— START OF Items —

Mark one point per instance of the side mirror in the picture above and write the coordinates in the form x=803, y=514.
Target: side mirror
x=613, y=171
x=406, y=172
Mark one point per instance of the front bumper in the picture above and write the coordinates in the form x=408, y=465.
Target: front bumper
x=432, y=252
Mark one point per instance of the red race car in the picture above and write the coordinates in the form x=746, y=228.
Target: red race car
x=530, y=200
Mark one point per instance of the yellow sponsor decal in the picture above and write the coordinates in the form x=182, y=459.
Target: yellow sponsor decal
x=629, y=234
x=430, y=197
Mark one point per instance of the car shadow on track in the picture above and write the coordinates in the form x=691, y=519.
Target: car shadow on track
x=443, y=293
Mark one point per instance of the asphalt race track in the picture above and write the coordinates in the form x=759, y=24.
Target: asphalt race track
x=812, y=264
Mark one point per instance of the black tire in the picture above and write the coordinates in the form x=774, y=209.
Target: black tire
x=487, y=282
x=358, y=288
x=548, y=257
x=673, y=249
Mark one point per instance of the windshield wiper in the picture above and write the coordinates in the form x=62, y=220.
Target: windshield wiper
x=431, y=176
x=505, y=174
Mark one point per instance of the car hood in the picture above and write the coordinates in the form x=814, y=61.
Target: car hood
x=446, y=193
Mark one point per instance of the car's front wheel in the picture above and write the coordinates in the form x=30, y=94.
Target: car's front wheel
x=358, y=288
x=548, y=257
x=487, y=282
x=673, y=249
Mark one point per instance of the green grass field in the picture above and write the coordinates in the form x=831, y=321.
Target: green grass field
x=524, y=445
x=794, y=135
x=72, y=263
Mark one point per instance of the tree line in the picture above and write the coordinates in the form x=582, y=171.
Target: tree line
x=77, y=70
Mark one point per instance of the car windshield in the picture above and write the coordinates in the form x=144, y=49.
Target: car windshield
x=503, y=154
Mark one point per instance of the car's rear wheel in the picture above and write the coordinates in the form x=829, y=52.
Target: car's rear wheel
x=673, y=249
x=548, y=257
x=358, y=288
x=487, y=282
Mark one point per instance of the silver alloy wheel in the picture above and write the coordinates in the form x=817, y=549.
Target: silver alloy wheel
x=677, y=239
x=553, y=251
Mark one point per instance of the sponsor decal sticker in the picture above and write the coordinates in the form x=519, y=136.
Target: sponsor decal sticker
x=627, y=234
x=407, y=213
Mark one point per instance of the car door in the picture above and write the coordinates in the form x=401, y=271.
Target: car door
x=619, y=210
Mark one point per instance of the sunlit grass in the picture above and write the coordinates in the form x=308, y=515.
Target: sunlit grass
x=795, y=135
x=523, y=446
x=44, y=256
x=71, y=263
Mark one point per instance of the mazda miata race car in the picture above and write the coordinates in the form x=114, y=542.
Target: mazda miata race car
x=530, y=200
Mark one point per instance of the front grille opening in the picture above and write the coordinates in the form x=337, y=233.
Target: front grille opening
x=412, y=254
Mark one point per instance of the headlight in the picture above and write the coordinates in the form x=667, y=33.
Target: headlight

— END OF Items —

### Task instructions
Reproduce every row above verbatim, from the first to the last.

### Completed task
Mark one point per instance of the side mirror in the picture above and write the coordinates in the form x=803, y=514.
Target: side mirror
x=613, y=171
x=406, y=172
Mark one point per instance of the front bumper in the picture above and write the coordinates in the form x=408, y=465.
Target: front bumper
x=432, y=252
Mark one point per instance of the red race car in the picture above and write the coordinates in the form x=746, y=228.
Target: red race car
x=530, y=200
Mark one point per instance of the yellow sponsor decal in the picture above and write the coordinates in the form x=182, y=459.
Target: yellow sponsor decal
x=629, y=234
x=430, y=197
Mark one point per instance of the car shadow on track in the picture above and write the coordinates in the form x=691, y=519.
Target: car shadow on track
x=443, y=293
Mark one point per instance of the asphalt race track in the picture above and write the coordinates in the form x=759, y=24.
Target: asphalt race track
x=812, y=264
Mark one point per instance of the black tire in the picture above and write the coordinates in the form x=774, y=209.
Target: black tire
x=487, y=282
x=358, y=288
x=548, y=257
x=673, y=249
Mark one point per instance of the windshield wiper in the picture above and write the coordinates in the form x=62, y=220.
Target: windshield wiper
x=431, y=176
x=505, y=174
Mark one point per instance of the car hood in the picture above and write the coordinates in the form x=814, y=61.
Target: car hood
x=446, y=193
Mark one point per instance of the car's front wheel in the picture above and write the coordinates in the form x=30, y=94.
Target: car's front wheel
x=358, y=288
x=548, y=257
x=487, y=282
x=673, y=249
Mark one point per instance of the green grass field in the picture above and write the coordinates in the form x=831, y=321.
Target: green grass field
x=524, y=445
x=794, y=135
x=72, y=263
Mark one point per instance of the tree line in the picture above and write the coordinates in the form x=582, y=171.
Target: tree line
x=77, y=70
Mark one point per instance of the car windshield in the picture above and write the coordinates in the form x=144, y=49.
Target: car windshield
x=503, y=154
Mark one point per instance of the car's rear wheel in the picture above and write the coordinates in the form x=829, y=52.
Target: car's rear wheel
x=673, y=249
x=548, y=257
x=358, y=288
x=487, y=282
Mark one point per instance of the silver alloy wheel in the picture above and write the coordinates in the form x=817, y=549.
Target: silver alloy wheel
x=677, y=239
x=553, y=251
Mark one point per instance of the sponsor decal sticker in the picture above and write the coordinates in the form x=519, y=136.
Target: sponsor decal sticker
x=627, y=234
x=407, y=213
Mark one point per instance of the car door in the picture above and write the coordinates in the form x=401, y=271.
Target: car door
x=619, y=210
Mark one point per instance of the sunlit grass in the picture above and write the coordinates in the form x=308, y=515.
Target: sunlit grass
x=795, y=135
x=523, y=446
x=44, y=256
x=71, y=263
Mark one point per instance of the mazda miata race car in the picture above and write the coordinates in the form x=114, y=542.
Target: mazda miata race car
x=530, y=200
Mark one point per instance of the front grille opening in the picture above and write the coordinates in the form x=337, y=233.
Target: front grille opening
x=412, y=254
Mark one point per instance of the headlight in the picture above and write the coordinates in the form x=667, y=33.
Target: headlight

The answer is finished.